* SOURCE DATA *
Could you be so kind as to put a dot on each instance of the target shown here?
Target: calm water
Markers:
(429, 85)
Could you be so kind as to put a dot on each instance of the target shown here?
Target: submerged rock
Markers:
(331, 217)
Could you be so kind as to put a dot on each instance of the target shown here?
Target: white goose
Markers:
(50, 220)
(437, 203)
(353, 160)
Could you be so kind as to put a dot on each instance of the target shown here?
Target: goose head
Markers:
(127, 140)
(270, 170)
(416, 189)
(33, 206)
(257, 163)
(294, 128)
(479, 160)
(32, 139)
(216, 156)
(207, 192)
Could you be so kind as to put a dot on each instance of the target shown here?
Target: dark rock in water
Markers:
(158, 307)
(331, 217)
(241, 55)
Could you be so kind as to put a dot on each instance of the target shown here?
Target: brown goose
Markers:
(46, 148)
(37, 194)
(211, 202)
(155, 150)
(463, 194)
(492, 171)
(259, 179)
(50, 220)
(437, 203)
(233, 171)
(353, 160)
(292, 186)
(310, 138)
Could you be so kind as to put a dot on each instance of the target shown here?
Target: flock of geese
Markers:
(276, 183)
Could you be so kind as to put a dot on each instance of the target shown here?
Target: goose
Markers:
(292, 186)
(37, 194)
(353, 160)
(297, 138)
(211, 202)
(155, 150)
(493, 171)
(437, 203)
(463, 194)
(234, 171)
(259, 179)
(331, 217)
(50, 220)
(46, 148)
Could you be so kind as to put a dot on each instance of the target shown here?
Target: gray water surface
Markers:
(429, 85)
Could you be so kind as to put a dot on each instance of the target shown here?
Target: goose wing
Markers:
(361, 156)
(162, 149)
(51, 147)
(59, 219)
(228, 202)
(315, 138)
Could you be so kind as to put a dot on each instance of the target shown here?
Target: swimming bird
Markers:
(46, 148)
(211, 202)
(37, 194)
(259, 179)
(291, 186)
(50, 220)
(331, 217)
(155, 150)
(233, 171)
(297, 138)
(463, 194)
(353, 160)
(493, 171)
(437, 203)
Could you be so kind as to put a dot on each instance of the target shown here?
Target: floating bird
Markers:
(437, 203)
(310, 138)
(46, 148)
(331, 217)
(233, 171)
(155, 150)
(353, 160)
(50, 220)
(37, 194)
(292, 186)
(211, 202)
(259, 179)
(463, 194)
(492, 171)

* GIVEN REQUEST *
Write the whole listing out again. Keep every line exactly as it is.

* SOLUTION *
Could you be so kind as to put a dot on each instance of the target shown here?
Target: calm water
Markers:
(429, 85)
Could you be so kind as to put a dot on each instance of the target shown here?
Target: submerged rock
Markers:
(331, 217)
Could you be so kind as to put a dot on each instance of the target shown here?
Target: white goose
Markers:
(50, 220)
(437, 203)
(353, 160)
Could you be so kind as to put a dot on each instance of the target shown here?
Target: goose head
Markers:
(127, 140)
(270, 170)
(416, 189)
(33, 206)
(257, 163)
(294, 128)
(479, 160)
(32, 139)
(216, 156)
(207, 192)
Could you be so kind as to put a dot on each instance of the target shown here?
Target: dark rock in water
Markers:
(158, 307)
(331, 217)
(241, 55)
Could you be so kind as to put a dot on each instance of the target shown here?
Target: brown goose
Markers:
(46, 148)
(37, 194)
(211, 202)
(155, 150)
(463, 194)
(492, 171)
(259, 179)
(50, 220)
(437, 203)
(233, 171)
(353, 160)
(292, 186)
(310, 138)
Could you be so kind as to put a dot on each instance of the target shown here?
Target: flock of geese
Markers:
(276, 183)
Could you be so kind as to put a dot on each instance of the target shown here?
Target: goose
Markers:
(292, 186)
(37, 194)
(353, 160)
(297, 138)
(211, 202)
(155, 150)
(493, 171)
(437, 203)
(463, 194)
(234, 171)
(259, 179)
(331, 217)
(50, 220)
(46, 148)
Could you be so kind as to put a dot on each instance of the target shown here?
Target: gray water surface
Markers:
(429, 85)
Could you be so kind as to put a dot on each instance of the target shown here?
Target: goose wing
Markers:
(361, 156)
(162, 149)
(51, 147)
(59, 219)
(228, 202)
(315, 138)
Could you be so kind as to put a dot on each instance of the target shown here?
Target: swimming bird
Markers:
(46, 148)
(211, 202)
(37, 194)
(259, 179)
(291, 186)
(50, 220)
(331, 217)
(155, 150)
(233, 171)
(297, 138)
(463, 194)
(353, 160)
(493, 171)
(437, 203)
Could you be so kind as to put a dot on each instance of the target shown here?
Target: floating bird
Markers:
(437, 203)
(310, 138)
(46, 148)
(331, 217)
(233, 171)
(155, 150)
(353, 160)
(50, 220)
(37, 194)
(292, 186)
(211, 202)
(259, 179)
(463, 194)
(492, 171)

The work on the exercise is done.